> Your instructions:
The full set of records below is to be reproduced without a single alteration.

> Extracted data:

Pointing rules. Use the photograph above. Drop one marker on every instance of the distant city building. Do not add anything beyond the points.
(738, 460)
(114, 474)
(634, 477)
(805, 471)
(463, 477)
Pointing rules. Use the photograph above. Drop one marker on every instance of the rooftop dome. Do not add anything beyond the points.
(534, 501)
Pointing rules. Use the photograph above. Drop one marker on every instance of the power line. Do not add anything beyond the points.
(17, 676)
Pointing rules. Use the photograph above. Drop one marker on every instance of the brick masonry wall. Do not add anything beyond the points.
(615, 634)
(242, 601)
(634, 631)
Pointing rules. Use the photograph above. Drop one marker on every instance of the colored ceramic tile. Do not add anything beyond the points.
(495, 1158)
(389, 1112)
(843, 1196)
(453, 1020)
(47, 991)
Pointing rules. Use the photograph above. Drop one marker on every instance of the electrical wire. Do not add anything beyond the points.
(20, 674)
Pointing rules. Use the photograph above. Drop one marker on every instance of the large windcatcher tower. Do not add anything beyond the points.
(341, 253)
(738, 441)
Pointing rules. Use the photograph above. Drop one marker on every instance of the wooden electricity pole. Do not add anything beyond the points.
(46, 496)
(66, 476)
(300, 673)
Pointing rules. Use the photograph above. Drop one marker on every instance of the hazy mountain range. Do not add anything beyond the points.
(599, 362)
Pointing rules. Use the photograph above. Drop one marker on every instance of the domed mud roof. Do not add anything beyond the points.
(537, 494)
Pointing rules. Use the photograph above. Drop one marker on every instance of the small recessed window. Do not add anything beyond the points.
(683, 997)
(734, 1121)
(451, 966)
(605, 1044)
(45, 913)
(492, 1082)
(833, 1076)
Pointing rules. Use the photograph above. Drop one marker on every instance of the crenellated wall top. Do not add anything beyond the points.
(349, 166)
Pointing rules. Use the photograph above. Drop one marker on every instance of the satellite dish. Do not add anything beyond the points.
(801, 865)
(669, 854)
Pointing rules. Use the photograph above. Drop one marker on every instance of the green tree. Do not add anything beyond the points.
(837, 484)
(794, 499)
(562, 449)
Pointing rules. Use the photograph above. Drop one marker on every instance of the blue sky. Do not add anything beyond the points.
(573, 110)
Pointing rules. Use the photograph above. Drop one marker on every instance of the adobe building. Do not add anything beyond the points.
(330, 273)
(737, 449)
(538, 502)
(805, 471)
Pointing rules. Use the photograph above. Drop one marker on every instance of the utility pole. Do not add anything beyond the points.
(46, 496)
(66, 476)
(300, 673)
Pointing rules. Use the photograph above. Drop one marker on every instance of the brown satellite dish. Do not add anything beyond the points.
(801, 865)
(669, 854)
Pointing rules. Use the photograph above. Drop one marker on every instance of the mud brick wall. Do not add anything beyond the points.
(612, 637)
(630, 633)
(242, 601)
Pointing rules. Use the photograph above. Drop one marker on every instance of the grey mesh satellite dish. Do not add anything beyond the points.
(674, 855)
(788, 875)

> Answer for this exercise:
Pointing rules. Use the photograph above. Drop one marker on every instance of the distant city building. Do not add anything beyond the points.
(738, 460)
(114, 474)
(634, 477)
(805, 471)
(463, 477)
Pointing rules. Use the photograph above. Drop one marker on every instance of the rooftop dome. Do not add anything beyond the points.
(534, 501)
Pointing rules. Use the photograph above. Drop one marker on every instance of the power line. Do not add anything beyond the points.
(17, 676)
Pointing rules. Use the photograph above. Drop one marker on every instance of the brick masonry wall. Do not add anything beyond the points.
(615, 634)
(242, 601)
(634, 631)
Pointing rules. Use the photograph above. Drop one marker on every instance of the colored ceramic tile. Do not add anything beyond the points.
(495, 1158)
(389, 1112)
(843, 1196)
(453, 1020)
(47, 991)
Pointing rules. Use the photograph above. Drop one marker on every instance of the electrical wire. Do not add anything beyond the points.
(20, 674)
Pointing rules. Use the photograph above. Drop one marker on every instance of the large windcatcher tower. Do not add anything beyond the points.
(341, 253)
(738, 441)
Pointing rules. Use the photograph above. Drop one marker on every instance of the wooden electricity pole. Do not add anything beyond the points.
(46, 496)
(66, 476)
(300, 673)
Pointing rules. Use the photograph above. Drop one marker on every instance of the hazy mountain range. Do not add anything beyond the points.
(599, 362)
Pointing rules. Use the photograph above. Drop one marker on every instance of the domed mud roof. Do not add anything beyond the points.
(537, 494)
Pointing rules. Use the photograph above. Drop one marker on every instance of the small recessed window. Do not add anything beyond the points.
(683, 997)
(734, 1121)
(451, 966)
(605, 1044)
(45, 913)
(492, 1082)
(833, 1076)
Pointing rules. Use the photograph above. Drop one marker on every instance of the crenellated wall top. Do not add anything beyond the points.
(349, 166)
Pointing rules. Use the photograph above. Drop one marker on every instance of the satellite dish. Do not add anything beyond the points.
(801, 865)
(669, 854)
Pointing rules. Use the photograph above. Drop one marker on every instance of the green tree. Do not add anything beyond the points.
(837, 484)
(794, 499)
(562, 449)
Pointing rules. Use the photograph above. Drop one marker on every instance of the blue sky. Do not add anything beyond the points.
(573, 110)
Pointing rules. Use the photograph above. Drop one marker on every instance of the adobe building. Do not add anything beyond the points.
(330, 273)
(737, 449)
(538, 502)
(805, 471)
Pointing rules. Use the photograph above. Drop one marker on every instance of the utility pole. Do not add anything beyond the points.
(46, 496)
(66, 476)
(300, 673)
Pointing rules. Use the photograph above. Drop one marker on every instance of the brown satellite dish. Do not add anything beyond the points.
(801, 865)
(669, 854)
Pointing rules. Use the photograph above. Drop one marker on every instance of the mud brick wall. Do not add anything beyond the points.
(612, 637)
(630, 633)
(242, 601)
Pointing rules. Use the photograph above. Drop one marker on every instance of the grey mesh satellite dish. Do not add anything beyond the points.
(674, 855)
(788, 875)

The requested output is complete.